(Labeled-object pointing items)
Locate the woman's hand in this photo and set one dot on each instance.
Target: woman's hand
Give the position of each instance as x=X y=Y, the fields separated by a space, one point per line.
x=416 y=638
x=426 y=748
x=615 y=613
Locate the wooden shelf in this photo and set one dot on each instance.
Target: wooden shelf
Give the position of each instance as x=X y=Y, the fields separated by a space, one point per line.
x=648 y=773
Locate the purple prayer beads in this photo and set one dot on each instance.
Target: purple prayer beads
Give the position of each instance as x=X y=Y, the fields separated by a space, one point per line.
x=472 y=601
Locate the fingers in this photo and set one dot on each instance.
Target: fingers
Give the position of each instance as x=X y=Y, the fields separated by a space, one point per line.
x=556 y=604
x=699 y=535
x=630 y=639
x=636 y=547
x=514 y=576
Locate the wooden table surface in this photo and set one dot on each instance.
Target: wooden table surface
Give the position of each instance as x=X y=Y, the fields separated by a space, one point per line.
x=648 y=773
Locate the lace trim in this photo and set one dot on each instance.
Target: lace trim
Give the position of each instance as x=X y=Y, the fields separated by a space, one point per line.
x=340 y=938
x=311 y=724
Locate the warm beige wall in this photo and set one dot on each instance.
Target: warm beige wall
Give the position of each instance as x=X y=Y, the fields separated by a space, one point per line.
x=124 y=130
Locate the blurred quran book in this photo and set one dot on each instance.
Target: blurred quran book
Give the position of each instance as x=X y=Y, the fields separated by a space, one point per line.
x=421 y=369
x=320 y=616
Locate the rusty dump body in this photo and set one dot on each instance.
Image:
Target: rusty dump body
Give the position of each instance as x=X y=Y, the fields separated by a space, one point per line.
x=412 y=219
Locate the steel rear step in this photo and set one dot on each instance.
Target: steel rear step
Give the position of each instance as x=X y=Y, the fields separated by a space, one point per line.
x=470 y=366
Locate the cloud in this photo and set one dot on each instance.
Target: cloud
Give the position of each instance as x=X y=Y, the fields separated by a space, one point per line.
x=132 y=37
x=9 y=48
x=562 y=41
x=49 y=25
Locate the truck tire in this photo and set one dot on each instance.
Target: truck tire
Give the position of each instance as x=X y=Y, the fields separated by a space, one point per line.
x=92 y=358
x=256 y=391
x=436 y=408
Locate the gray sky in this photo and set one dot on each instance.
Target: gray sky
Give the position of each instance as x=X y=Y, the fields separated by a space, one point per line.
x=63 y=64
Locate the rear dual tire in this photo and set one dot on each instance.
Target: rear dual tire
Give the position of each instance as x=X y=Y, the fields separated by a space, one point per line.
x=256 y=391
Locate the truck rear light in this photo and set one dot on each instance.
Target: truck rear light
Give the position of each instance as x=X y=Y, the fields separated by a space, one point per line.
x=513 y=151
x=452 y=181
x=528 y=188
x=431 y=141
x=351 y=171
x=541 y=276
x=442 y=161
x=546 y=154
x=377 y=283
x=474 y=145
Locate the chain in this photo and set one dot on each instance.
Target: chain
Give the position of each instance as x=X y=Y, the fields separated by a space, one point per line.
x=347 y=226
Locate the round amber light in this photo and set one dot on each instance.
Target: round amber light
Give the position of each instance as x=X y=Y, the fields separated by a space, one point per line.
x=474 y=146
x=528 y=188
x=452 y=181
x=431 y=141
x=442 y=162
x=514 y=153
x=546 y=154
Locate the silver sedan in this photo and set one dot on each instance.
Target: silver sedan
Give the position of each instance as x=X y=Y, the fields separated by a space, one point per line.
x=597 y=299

* **EXERCISE OBJECTIVE**
Reproduce every line from the one containing "Locate the rear" through the last line of the items, requests included, and shift each coordinate in the answers up by 52.

* **SOLUTION TO THE EXERCISE**
Locate the rear dual tire in this photo and set one dot on each instance.
Target: rear dual tire
Give the position of each instance as x=X y=Y, the fields separated by a space, one point per line.
x=308 y=443
Locate the truck rear light in this photo and set one dot on each instance.
Target: truck rear light
Give the position of each instance as x=X y=Y, the fields separated by a space, one point per line.
x=565 y=203
x=504 y=233
x=580 y=240
x=483 y=193
x=403 y=223
x=593 y=328
x=494 y=213
x=598 y=206
x=429 y=335
x=526 y=197
Locate the chain in this photo and set one dot on each instance.
Target: chain
Give the position of each instance as x=X y=Y, the fields separated by a space, one point per line.
x=399 y=278
Locate the round amber light in this photo and set one dot on each instance.
Target: round amber light
Give the position of each instance as x=X y=Y, the fields separated by a space, one point per line.
x=526 y=198
x=580 y=240
x=504 y=233
x=483 y=193
x=494 y=214
x=566 y=205
x=598 y=206
Locate the silver sedan in this photo and set one dot on each instance.
Target: silver sedan
Give the position of each instance as x=X y=Y, the fields separated by a space, one point per line.
x=649 y=351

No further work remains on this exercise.